>> BEGIN STORED ROWS

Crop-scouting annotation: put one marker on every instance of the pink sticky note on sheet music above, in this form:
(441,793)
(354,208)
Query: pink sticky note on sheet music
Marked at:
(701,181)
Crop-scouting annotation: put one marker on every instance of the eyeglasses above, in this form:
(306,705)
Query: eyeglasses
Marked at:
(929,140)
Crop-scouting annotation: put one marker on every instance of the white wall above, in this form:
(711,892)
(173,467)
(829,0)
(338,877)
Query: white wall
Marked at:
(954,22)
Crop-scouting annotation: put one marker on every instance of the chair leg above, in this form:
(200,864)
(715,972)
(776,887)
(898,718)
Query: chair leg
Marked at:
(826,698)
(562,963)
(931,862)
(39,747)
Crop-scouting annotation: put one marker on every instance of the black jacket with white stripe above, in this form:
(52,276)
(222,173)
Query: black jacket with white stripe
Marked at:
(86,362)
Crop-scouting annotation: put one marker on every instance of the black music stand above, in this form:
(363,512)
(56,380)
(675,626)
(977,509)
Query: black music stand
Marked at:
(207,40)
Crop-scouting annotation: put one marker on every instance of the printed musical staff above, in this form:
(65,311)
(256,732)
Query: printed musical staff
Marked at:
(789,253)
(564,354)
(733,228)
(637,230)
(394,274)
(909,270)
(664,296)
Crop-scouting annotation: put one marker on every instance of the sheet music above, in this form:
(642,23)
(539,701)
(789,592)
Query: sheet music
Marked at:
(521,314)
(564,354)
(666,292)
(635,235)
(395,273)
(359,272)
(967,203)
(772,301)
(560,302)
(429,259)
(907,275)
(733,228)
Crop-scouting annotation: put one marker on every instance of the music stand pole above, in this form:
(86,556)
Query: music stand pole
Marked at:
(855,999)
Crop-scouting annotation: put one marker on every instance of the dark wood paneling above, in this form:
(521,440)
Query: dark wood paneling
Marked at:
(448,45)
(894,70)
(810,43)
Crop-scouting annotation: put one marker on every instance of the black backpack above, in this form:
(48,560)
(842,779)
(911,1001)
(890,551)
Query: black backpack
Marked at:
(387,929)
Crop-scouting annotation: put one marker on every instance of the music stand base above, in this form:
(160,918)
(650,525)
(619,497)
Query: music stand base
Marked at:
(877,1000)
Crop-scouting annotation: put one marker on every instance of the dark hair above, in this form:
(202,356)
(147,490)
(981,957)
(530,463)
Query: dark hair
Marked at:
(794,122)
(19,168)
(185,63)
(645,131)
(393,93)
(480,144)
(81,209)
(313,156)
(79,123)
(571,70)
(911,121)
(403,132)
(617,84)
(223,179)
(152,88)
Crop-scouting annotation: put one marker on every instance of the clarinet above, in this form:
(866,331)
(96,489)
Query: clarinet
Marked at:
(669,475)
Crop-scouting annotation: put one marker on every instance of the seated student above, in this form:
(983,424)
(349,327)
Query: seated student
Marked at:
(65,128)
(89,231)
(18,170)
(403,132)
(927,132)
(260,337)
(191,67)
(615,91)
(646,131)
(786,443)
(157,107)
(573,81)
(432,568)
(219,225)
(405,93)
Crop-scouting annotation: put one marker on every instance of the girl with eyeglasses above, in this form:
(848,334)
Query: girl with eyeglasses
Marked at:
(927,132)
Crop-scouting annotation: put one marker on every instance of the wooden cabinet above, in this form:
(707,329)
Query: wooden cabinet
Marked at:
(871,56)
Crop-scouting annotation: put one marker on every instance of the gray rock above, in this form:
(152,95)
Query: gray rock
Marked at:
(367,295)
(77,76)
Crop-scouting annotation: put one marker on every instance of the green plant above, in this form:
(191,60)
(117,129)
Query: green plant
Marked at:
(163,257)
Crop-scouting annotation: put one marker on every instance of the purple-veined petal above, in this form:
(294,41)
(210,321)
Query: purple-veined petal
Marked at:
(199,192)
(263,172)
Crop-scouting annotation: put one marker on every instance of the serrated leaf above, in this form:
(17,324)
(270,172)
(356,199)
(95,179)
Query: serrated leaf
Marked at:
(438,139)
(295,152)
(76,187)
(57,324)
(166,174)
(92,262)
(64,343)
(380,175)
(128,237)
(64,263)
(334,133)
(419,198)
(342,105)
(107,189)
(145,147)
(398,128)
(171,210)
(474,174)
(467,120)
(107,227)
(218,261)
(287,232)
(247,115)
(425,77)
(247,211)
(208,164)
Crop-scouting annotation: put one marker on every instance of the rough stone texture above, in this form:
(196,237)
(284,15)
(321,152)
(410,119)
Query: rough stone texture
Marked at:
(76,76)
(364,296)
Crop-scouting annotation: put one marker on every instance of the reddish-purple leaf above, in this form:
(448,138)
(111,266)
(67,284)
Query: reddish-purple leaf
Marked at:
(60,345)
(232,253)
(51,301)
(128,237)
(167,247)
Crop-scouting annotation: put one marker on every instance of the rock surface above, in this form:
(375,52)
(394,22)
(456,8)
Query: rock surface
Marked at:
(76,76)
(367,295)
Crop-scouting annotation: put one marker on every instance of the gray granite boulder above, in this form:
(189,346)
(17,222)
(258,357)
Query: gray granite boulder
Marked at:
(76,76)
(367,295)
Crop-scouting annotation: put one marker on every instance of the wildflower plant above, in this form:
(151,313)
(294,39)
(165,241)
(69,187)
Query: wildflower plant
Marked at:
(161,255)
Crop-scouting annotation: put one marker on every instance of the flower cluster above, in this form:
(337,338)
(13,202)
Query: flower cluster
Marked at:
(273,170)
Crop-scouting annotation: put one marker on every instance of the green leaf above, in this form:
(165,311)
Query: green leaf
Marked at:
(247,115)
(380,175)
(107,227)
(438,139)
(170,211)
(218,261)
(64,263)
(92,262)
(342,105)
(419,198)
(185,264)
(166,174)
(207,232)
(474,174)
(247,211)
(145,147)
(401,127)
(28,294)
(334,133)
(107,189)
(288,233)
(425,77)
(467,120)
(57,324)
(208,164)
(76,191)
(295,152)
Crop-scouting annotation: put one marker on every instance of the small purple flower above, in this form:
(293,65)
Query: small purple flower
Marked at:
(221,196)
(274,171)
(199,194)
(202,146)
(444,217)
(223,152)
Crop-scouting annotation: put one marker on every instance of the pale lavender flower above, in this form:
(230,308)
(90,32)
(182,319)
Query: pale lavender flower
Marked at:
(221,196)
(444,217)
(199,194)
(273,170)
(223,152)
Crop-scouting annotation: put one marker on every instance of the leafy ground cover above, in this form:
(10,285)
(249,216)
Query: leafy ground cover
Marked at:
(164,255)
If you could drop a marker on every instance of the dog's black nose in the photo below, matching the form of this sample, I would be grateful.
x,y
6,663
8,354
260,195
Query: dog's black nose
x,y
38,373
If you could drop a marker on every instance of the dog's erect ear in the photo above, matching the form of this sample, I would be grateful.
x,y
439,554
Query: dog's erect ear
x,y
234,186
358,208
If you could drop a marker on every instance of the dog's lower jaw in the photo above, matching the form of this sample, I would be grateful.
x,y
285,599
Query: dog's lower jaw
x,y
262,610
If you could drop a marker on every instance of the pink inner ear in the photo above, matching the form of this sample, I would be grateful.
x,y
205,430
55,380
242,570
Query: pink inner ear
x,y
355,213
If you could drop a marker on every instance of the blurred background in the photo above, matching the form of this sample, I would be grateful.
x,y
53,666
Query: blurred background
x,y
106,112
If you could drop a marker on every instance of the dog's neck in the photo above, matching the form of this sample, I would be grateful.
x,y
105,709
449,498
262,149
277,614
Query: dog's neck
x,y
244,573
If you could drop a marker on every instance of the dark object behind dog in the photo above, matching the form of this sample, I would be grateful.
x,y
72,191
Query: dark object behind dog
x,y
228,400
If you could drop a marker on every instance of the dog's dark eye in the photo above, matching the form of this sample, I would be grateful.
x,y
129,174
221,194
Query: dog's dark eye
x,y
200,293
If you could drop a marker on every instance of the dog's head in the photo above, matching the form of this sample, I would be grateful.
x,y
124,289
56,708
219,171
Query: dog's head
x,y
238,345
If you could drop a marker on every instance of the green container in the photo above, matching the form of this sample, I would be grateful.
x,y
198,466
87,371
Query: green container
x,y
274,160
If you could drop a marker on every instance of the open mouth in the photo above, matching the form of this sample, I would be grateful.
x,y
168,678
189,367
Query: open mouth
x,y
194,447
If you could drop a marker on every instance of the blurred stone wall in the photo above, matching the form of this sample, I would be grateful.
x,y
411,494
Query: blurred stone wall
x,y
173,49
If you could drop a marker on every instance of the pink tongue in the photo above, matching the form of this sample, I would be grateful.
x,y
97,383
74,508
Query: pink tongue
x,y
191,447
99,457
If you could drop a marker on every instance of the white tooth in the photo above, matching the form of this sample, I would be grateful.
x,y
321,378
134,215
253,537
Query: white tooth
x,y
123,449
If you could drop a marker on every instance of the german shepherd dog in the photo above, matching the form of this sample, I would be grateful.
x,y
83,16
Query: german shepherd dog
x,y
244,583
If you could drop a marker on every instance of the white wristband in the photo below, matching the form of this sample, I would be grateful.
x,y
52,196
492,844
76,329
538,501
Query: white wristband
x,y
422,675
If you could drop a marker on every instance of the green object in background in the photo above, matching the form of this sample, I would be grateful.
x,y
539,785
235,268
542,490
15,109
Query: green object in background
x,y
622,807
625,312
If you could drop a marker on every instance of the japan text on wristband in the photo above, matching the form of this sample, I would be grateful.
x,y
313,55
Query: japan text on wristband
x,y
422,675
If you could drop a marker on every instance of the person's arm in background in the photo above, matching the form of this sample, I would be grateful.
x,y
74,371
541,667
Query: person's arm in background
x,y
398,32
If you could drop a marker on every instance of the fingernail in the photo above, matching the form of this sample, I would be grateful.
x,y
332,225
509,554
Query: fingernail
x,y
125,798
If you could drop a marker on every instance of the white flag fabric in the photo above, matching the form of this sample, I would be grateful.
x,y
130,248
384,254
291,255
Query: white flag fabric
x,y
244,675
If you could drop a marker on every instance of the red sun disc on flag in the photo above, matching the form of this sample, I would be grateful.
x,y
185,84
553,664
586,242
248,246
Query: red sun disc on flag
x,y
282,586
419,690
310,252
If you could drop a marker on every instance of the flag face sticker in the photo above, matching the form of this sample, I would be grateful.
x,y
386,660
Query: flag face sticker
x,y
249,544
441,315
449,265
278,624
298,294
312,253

>> END STORED ROWS

* **TASK DETAILS**: Only the lines from the one containing "the white flag" to the end of the data should be printed, exactly as they stand.

* **WRITTEN RESPONSE**:
If you could drop a marker on every instance of the white flag fabric in the photo above, matching the form of this sample, I would be grateful.
x,y
130,248
384,254
291,255
Query: white flag fabric
x,y
244,675
If you could drop a marker on every instance of the red sun disc on flag in the photo above, matching the form of this sample, I would be grateful.
x,y
185,84
553,664
586,242
248,246
Query: red sun disc on flag
x,y
282,586
419,690
310,252
If you could drop a marker on every instance of the flag face sticker in the photo above, matching the form of this sample, I would be grateful.
x,y
386,660
Query: flag face sticker
x,y
249,544
441,315
449,265
278,624
298,294
312,253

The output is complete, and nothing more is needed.